作答任務:
a) 請逐字抄錄群眾配送文本中從「In recent years, the」到「assist delivery service.」的段落。
b) 群眾配送文本設計的個別代理人配送行為包含哪些項目？請全部列出。
c) 從群眾配送文本的最後一句之後往下續寫。

閱讀文本:
--
群眾配送 (Crowdsourced Delivery) 為結合共享經濟與最後一哩配送的創新方案，透過募集群眾方式外包配送作業，以降低物流成本，提升配送彈性。以沃爾瑪 (Walmart) 的群眾配送為例，供應商除了以自有車隊配送訂單外，亦透過來店購物的顧客協助配送，以降低配送成本和等待時間。
群眾配送中，線上訂單及到店顧客均具動態特性，集中式最佳化指派方法或傳統離散事件模擬對於動態且需考量不同個體特性之問題有其侷限。在實務上，群眾配送中的到店顧客具有個體決策行為，因此本研究採用代理人模擬 (Agent-based simulation)，每位到店之顧客可設定不同接受度而決定是否配送及欲配送之訂單，而非統一由中心派遣，屬於分散式決策。
本研究建立群眾配送代理人模型，並設計個別代理人之配送行為，包含訂單選擇基準、配送接受程度與訂單配送策略，研究結果發現相比於傳統物流服務模式，群眾配送服務能提供更低的配送成本與延遲率表現，對於整體服務績效提升顯著。未來，本研究之代理人模擬方法可進一步分析其他配送策略，提供業者或決策者參考。

In recent years, the concept of sharing economy has begun to get attention, the main idea is to share underused assets or resources with others. With the concept of sharing economy, crowdsourced delivery is an innovative solution for last-mile delivery. It recruits crowd for goods delivery service, that is, to use idle space or time of the crowd to assist delivery operations. The traditional delivery service provider can thus reduce operational costs. For example, in order to reduce delivery costs and waiting time, Wal-Mart not only has their own fleets to deliver packages but also tries to find in-store customers to assist delivery service.
--
資料集紀錄:

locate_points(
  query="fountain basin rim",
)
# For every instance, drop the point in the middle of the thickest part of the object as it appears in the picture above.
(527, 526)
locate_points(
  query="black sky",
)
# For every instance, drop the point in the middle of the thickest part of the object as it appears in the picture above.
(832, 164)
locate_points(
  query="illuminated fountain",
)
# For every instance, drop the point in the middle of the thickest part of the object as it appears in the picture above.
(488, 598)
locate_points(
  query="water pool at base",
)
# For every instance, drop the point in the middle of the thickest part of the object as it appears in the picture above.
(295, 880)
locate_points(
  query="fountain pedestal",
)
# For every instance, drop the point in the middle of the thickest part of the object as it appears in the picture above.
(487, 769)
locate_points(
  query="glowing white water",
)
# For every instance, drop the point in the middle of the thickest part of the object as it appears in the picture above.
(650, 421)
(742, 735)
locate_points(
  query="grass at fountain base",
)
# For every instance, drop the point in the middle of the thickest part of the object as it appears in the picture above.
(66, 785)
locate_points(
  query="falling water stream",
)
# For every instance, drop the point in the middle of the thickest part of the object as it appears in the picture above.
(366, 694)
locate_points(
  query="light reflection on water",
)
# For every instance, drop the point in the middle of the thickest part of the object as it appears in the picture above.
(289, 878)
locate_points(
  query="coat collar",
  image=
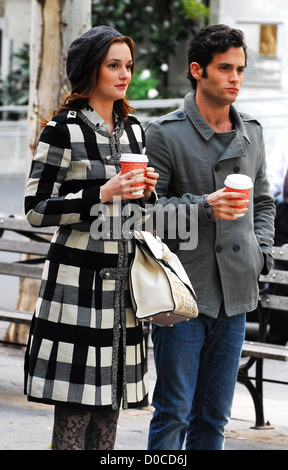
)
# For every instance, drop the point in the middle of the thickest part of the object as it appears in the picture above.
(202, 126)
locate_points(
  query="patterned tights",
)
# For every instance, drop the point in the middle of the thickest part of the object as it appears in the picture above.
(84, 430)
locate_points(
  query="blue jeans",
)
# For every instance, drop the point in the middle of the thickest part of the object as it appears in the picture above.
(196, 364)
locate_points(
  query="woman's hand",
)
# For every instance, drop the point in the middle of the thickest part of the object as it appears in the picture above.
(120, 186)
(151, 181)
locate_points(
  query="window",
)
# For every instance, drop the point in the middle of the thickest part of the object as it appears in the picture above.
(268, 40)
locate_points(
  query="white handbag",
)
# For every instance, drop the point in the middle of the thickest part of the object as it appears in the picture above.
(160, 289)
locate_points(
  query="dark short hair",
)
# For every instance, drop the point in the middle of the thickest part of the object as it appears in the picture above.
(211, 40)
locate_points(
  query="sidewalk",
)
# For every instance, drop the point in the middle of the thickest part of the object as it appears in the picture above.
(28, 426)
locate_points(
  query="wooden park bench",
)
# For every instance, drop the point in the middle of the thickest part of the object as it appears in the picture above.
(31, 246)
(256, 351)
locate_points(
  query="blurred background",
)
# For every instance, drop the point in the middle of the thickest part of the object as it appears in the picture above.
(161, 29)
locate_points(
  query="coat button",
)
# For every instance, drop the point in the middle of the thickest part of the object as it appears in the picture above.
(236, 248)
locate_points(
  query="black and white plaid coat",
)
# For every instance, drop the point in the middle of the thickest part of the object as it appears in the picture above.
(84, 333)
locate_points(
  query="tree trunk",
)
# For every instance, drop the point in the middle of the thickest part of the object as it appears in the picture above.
--
參考答案:
a)
In recent years, the concept of sharing economy has begun to get attention, the main idea is to share underused assets or resources with others. With the concept of sharing economy, crowdsourced delivery is an innovative solution for last-mile delivery. It recruits crowd for goods delivery service, that is, to use idle space or time of the crowd to assist delivery operations. The traditional delivery service provider can thus reduce operational costs. For example, in order to reduce delivery costs and waiting time, Wal-Mart not only has their own fleets to deliver packages but also tries to find in-store customers to assist delivery service.

b) 訂單選擇基準、配送接受程度、訂單配送策略

c)
Based on above concept, the purpose of our research is to use agent-based simulation for the dynamic crowdsourced delivery. Agent-based simulation is suitable for complex problems that are difficult to build the mathematical model. The simulation can set agent's (e.g. professional fleets, occasional drivers) behaviors and analyze the impact of changes in environment characteristics on service quality and operational cost. In addition, the simulation result can provide suitable operational recommendation for operators.
This study establishes an agent-based model of crowdsourced delivery and designs delivery behaviors of individual agents, including order selection, delivery service acceptance, and delivery strategies. The results show that compared with traditional delivery service, crowdsourced delivery services can provide fast, low-cost home delivery service. The sensitivity analysis and delivery strategy analysis also show that agent-based model of this study can be widely used in various delivery scenarios and provide realistic simulation results.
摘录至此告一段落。